Wer das Ende der Geschichte für eine absurde Vorstellung hält, sieht sich nämlich - wie Rohbeck - zwangsläufig mit der Frage konfrontiert, was das denn für eine Geschichte sei, die ihren Abschluss mit dem Niedergang des sozialistischen Staatenblocks nicht gefunden habe. Im Rückgriff auf die Geschichtsphilosophie der Aufklärung und des 19.?Jahrhunderts will Rohbeck die Konzeption der Geschichte rehabilitieren, die in dieser ein Fortschrittsgeschehen erkennt, und sieht als Alternative bloß die Kontingenz der Geschehnisse, mit der die Posthistoire auf den Standpunkt eines vormodernen Geschichtsverständnisses zurückfällt, demzufolge jede menschliche Anstrengung einem sie letztlich zerstörenden Spiel willkürlicher Kräfte ausgesetzt ist.

DATENZEILEN:
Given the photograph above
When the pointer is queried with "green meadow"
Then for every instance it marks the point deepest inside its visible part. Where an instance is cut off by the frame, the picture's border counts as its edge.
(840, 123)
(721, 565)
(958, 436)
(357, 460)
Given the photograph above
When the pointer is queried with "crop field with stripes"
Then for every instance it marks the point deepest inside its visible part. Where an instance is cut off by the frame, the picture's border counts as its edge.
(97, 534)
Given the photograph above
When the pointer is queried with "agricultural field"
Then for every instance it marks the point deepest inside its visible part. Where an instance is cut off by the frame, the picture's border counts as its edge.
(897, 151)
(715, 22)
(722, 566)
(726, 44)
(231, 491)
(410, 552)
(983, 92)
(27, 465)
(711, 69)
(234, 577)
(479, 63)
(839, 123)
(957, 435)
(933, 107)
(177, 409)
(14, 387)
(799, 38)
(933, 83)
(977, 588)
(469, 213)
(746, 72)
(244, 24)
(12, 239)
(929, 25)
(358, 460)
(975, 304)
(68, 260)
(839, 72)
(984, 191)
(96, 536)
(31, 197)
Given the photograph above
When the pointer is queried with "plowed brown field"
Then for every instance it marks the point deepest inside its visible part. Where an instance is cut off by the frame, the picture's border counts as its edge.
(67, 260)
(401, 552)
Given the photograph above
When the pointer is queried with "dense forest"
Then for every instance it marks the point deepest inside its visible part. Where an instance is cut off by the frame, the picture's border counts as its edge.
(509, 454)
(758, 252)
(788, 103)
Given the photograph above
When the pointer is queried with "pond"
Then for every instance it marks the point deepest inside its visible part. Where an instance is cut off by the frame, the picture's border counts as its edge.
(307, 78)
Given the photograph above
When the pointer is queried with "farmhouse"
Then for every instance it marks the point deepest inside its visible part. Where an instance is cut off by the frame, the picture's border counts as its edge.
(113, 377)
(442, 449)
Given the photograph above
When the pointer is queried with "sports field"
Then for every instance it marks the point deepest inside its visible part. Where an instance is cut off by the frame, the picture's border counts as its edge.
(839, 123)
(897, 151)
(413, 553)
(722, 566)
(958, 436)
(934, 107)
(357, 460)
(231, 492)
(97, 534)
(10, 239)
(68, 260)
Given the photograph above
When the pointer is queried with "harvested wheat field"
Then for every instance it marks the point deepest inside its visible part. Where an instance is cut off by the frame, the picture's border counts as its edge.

AUFGABEN:
1. Wie lässt sich der Absatz, der mit „Wer das Ende der Geschichte“ beginnt, im Auszug über Rohbecks Geschichtsverständnis als knappe Stichpunktliste wiedergeben, ohne dass seine Hauptaussagen verloren gehen?
2. Zieh aus den Datenzeilen jede Zeile heraus, in der die Zeichenfolge „field“ vorkommt.

VOLLSTÄNDIGE LÖSUNGEN:
1.
- Wer das Ende der Geschichte für absurd hält, muss wie Rohbeck beantworten, welche Geschichte mit dem Niedergang des sozialistischen Staatenblocks nicht abgeschlossen ist.
- Rohbeck greift auf die Geschichtsphilosophie der Aufklärung und des 19. Jahrhunderts zurück, um die Auffassung von Geschichte als Fortschrittsgeschehen zu rehabilitieren.
- Als Alternative dazu sieht er nur die Kontingenz der Geschehnisse.
- Mit dieser Sicht fällt die Posthistoire auf ein vormodernes Geschichtsverständnis zurück, nach dem jede menschliche Anstrengung einem letztlich zerstörenden Spiel willkürlicher Kräfte ausgesetzt ist.

2.
When the pointer is queried with "crop field with stripes"
When the pointer is queried with "agricultural field"
When the pointer is queried with "plowed brown field"
When the pointer is queried with "sports field"
When the pointer is queried with "harvested wheat field"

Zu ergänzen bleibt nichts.